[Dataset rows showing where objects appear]
****************************************

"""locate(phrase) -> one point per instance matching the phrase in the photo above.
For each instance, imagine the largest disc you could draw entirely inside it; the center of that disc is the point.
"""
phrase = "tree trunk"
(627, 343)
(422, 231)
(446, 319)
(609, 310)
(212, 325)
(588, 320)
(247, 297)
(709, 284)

****************************************

*Problem description*. Print the lines above again without any changes.

*Output of the task*.
"""locate(phrase) -> one point per instance matching the phrase in the photo above.
For each instance, imagine the largest disc you could draw entirely inside it; the center of that disc is the point.
"""
phrase = "tree trunk"
(627, 343)
(422, 231)
(446, 319)
(609, 310)
(212, 325)
(588, 320)
(247, 297)
(709, 284)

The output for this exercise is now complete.